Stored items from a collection
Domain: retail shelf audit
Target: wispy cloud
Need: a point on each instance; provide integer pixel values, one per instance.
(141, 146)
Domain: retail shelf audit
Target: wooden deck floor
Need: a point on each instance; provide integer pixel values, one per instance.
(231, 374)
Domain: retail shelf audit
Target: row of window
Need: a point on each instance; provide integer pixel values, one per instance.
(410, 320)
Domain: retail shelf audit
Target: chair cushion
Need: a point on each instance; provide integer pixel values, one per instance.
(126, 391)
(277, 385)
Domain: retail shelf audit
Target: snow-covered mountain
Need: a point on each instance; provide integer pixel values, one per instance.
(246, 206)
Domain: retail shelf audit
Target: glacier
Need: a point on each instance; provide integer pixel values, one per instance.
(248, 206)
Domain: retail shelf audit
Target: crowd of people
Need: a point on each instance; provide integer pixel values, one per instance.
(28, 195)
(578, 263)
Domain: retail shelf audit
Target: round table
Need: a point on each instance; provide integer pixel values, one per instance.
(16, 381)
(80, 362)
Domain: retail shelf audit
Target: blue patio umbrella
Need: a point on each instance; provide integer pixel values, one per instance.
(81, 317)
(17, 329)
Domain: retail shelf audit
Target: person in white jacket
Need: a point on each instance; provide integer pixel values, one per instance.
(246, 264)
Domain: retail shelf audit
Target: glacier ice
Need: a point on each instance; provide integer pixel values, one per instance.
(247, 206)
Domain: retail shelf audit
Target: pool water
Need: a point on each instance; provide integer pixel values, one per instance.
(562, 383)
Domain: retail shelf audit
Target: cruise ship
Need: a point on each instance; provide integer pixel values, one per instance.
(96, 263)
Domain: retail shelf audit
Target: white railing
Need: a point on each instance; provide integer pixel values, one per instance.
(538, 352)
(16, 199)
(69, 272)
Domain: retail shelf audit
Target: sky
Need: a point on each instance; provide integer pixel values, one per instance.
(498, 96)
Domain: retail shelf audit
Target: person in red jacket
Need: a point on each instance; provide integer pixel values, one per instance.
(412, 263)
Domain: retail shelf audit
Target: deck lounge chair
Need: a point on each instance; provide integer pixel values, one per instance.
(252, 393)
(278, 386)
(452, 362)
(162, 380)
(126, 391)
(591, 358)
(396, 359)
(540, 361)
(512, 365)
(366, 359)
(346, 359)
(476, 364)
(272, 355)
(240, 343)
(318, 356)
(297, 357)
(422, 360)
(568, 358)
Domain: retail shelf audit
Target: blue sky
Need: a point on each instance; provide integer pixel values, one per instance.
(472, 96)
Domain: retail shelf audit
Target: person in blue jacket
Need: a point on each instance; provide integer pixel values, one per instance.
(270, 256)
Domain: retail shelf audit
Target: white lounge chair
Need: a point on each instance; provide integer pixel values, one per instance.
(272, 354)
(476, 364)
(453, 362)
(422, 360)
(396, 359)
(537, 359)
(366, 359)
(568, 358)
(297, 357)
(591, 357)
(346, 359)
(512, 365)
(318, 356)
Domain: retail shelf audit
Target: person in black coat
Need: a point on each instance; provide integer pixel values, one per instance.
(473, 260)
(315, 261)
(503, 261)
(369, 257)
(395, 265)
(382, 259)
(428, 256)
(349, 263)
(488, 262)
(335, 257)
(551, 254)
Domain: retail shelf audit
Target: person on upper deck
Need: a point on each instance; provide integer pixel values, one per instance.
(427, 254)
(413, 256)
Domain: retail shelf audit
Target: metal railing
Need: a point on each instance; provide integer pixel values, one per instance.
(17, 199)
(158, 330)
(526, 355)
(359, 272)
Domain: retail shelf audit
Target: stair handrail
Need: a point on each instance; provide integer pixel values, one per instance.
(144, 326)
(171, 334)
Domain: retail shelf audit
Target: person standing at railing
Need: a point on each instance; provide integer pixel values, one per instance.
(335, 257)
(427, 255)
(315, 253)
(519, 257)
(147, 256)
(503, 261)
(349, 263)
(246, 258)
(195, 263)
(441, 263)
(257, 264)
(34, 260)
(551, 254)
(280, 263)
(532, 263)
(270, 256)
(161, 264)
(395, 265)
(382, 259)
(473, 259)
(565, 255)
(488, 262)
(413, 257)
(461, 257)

● Written instruction:
Each record should come back exactly as written.

● Solution to this problem:
Domain: retail shelf audit
Target: wispy cloud
Need: a point on each instance; provide integer pixel values, one per instance.
(141, 146)
Domain: retail shelf audit
Target: wooden deck floor
Need: a point on each instance; provide integer pixel values, one per instance.
(231, 374)
Domain: retail shelf audit
Target: row of window
Need: a point on each instance; provide integer pixel values, one per instance.
(410, 320)
Domain: retail shelf audit
Target: chair cushion
Need: a point on each instance; provide integer pixel values, one per instance.
(126, 391)
(277, 385)
Domain: retail shelf audit
Target: snow-covered mountain
Need: a point on each instance; provide integer pixel values, one per instance.
(246, 206)
Domain: retail shelf audit
Target: glacier
Need: a point on each instance; provide integer pixel values, one per instance.
(248, 206)
Domain: retail shelf audit
Target: crowd of people
Need: a point on each instance; provide integer pixel values, one per instance.
(28, 195)
(578, 263)
Domain: retail shelf audit
Target: round table
Need: a point on each instance; provide integer pixel values, one per instance.
(16, 381)
(80, 362)
Domain: retail shelf audit
Target: blue patio umbrella
Need: a point on each instance; provide integer pixel values, one per instance.
(81, 317)
(17, 329)
Domain: retail shelf audit
Target: person in white jacket
Need: a point on each instance; provide integer pixel values, one per instance.
(246, 264)
Domain: retail shelf audit
Target: glacier ice
Need: a point on each instance; provide integer pixel values, one per instance.
(247, 206)
Domain: retail shelf audit
Target: pool water
Need: a point on each instance; provide integer pixel values, one per instance.
(562, 383)
Domain: retail shelf audit
Target: cruise ship
Need: a point on each instance; provide integer pixel values, one per instance.
(96, 263)
Domain: retail shelf audit
Target: white railing
Need: a point on each instance; provide integer pixel values, one per instance.
(538, 352)
(16, 199)
(69, 272)
Domain: retail shelf audit
Target: sky
Need: a point on each instance; provide integer pixel values, one per instance.
(498, 96)
Domain: retail shelf audit
Target: person in red jacket
Need: a point on each instance; provide integer pixel values, one per instance.
(412, 263)
Domain: retail shelf audit
Target: deck lounge chair
Need: a point on each instance; provide integer pixel values, one per instance.
(252, 393)
(278, 386)
(452, 362)
(162, 380)
(126, 391)
(591, 358)
(396, 359)
(540, 361)
(512, 365)
(366, 359)
(346, 359)
(476, 364)
(272, 355)
(240, 343)
(318, 356)
(297, 357)
(422, 360)
(568, 358)
Domain: retail shelf audit
Target: blue sky
Need: a point on each instance; provide integer pixel values, one per instance.
(472, 96)
Domain: retail shelf audit
Target: person in blue jacket
Need: a point on each instance; provide integer pixel values, one per instance.
(270, 256)
Domain: retail shelf audit
Target: white lounge chair
Need: a point on each instance; provide integer pixel values, one per instance.
(272, 354)
(476, 364)
(453, 362)
(422, 360)
(396, 359)
(537, 359)
(366, 359)
(568, 358)
(297, 357)
(591, 357)
(346, 359)
(512, 365)
(318, 356)
Domain: retail shelf audit
Target: person in black coat
Need: a point on each instance; provide integer pixel values, one per instance.
(473, 260)
(315, 261)
(503, 261)
(369, 257)
(395, 265)
(382, 259)
(428, 256)
(349, 263)
(488, 262)
(335, 257)
(551, 254)
Domain: retail shelf audit
Target: person on upper deck
Need: a point on each instance; provide integer pixel values, one per instance.
(427, 254)
(413, 256)
Domain: retail shelf audit
Target: metal railing
Need: a point on each instance; provide integer pixel values, one per instance.
(17, 199)
(158, 330)
(526, 355)
(359, 272)
Domain: retail shelf audit
Target: stair handrail
Need: a point on each instance; provide integer pixel values, one per instance.
(144, 326)
(171, 334)
Domain: retail shelf audit
Target: person standing at railing
Need: a point on each instance; provide integer pixel values, one per instance.
(335, 257)
(427, 255)
(315, 253)
(519, 257)
(147, 256)
(503, 261)
(349, 263)
(246, 258)
(195, 263)
(441, 263)
(257, 264)
(34, 260)
(551, 254)
(280, 263)
(532, 263)
(270, 256)
(161, 264)
(395, 265)
(382, 259)
(473, 259)
(565, 255)
(488, 262)
(413, 257)
(461, 257)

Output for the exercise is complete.